• **Task to carry out**
In the article on Egypt's revolution, how long did Hani Abdul Mourid teach IT at a youth center in the Zaraib?

• **Document**
## START

Perhaps the full meaning of these banners will only ever be available to people who endured those billboards on the way to work each morning for years. The call to act upon that ‘meaning’ expressed itself in a peculiarly intoxicating form during ‘the 18 days’ – and Mehrez’s students are still a little dizzy from it – but that should not prevent us from seeing how long this revolution has been in the preparing.
Most journalists have traced these protests back to the general strike of 2008 and the ‘6th April’ movement to which it gave rise. In a country of 20 million industrial workers it is surely right to see this as a crucial moment, particularly as their cause was taken up so quickly by the young, using the social media which in due course transformed a labour dispute into a nation-wide call for comprehensive change. And even in February 2011, Mubarak’s resignation was preceded by three days of strikes at cotton and steel mills, cement works and fertiliser factories. As one young labour activist put it to me, ‘It was only when we directly attacked their profits that he resigned.’
In recent months sectarian tensions have troubled the country. Some journalists accept these at face value, as arising spontaneously between the Muslim and Christian communities. Others trace it to the machinations of Mubarak’s (now banned) National Democratic Party: it is widely assumed that it is still able to influence the Security Services, provoking unrest so as to legitimize the old regime’s repressive policies. Others again see either Saudi influence (much of the wildest Islamist talk – and action – comes from the Salafists, a Wahhabi faction funded directly by Saudi Arabia). Covert Israeli attempts to undermine what has been achieved are also suspected in some quarters. The revolution looks certain to alter the regional dynamic, with the crossing into Gaza already re-opened and Egypt brokering a new pact between Hamas and Fatah.
These approaches are all worth exploring. It’s a pity, though, none of these journalists, even Egyptian ones, ever ask Hani Abdul Mourid what he thinks. Why might they?
Mourid worked for four years teaching IT in a youth centre in the Zaraib, one of Cairo’s poorest neigbourhoods. His third novel, Kirieleison, published in 2008, takes that district for its backdrop. The Zaraib is home to Cairo’s rubbish-collectors – pick-up trucks roll along its uneven streets, bundles of reclaimed cardboard or plastic bottles swaying in the back. It is home also to the huge tenth century cave church of Simon the Tanner. The area is Christian.
So is some of the novel’s imagery. The tormented main protagonist (a Muslim, as is Mourid) sees himself at one point as a Christ-like figure and the story of Simon the Tanner is a leitmotif. But it is Mubarak’s dictatorship and it is poverty, it is bitterly disappointed hopes and sexual frustration of all kinds which determine these lives, not religious affiliation. The ‘conversion’ of a drug-user who has spent a year in Saudi Arabia is treated with scepticism. Christian and Muslim characters are portrayed as equally complicit in the wider corruption. His theme is plainly not only the Zaraib but, in microcosm, the sorry state of the entire country.
Mourid’s book was well received, though unsurprisingly perhaps, as the West dispatches its correspondents to the region, it has not been translated into English. Both Kirieleison and the way the news narrative has ignored it tell us more than at first they might seem to.

## END

• **Excerpted records**
## START

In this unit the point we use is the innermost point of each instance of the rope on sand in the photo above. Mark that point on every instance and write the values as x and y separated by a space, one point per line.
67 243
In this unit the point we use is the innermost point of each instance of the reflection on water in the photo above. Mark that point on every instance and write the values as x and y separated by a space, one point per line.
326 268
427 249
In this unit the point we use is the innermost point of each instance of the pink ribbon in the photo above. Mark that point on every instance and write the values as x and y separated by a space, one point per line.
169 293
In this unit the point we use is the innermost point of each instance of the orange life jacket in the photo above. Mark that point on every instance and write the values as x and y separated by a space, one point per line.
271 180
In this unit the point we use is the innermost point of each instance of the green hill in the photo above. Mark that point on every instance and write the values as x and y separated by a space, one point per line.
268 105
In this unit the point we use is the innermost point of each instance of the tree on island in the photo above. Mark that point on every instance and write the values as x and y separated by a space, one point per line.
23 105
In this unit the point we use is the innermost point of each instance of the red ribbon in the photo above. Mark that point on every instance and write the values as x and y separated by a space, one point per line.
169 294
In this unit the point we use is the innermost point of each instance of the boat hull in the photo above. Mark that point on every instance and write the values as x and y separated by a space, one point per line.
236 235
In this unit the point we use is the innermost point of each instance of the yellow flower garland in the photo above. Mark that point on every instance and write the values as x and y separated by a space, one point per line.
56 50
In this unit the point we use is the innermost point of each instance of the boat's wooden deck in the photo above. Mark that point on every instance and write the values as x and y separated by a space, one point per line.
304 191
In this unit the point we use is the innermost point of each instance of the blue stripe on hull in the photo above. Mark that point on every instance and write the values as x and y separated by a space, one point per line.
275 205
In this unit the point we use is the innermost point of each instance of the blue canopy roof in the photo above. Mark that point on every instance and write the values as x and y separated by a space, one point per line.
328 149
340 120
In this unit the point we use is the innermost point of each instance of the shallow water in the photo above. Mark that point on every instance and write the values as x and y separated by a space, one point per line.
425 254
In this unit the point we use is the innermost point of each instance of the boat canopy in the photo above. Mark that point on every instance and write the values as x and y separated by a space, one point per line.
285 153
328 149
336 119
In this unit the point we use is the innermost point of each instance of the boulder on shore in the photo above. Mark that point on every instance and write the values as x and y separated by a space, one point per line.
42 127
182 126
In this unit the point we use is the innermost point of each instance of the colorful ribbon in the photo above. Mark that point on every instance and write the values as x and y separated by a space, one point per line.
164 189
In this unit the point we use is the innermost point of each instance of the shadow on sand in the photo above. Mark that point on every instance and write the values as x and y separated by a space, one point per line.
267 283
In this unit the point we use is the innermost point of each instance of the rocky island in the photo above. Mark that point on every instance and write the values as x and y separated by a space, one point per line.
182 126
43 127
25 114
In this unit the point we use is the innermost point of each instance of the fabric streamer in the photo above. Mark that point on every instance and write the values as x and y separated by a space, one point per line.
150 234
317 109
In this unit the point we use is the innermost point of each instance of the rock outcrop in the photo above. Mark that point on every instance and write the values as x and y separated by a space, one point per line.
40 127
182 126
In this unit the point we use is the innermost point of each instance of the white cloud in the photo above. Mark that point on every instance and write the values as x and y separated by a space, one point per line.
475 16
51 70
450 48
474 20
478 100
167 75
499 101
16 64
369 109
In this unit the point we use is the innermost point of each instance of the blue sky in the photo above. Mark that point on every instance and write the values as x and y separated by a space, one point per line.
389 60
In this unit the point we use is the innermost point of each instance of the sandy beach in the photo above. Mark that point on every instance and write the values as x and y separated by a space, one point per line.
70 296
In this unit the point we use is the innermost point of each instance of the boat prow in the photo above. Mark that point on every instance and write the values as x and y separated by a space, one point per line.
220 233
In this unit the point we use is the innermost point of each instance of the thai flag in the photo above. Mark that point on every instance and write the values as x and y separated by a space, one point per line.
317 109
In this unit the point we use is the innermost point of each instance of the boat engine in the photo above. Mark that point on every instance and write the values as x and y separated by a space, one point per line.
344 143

## END

• **Response to this task**
Four years.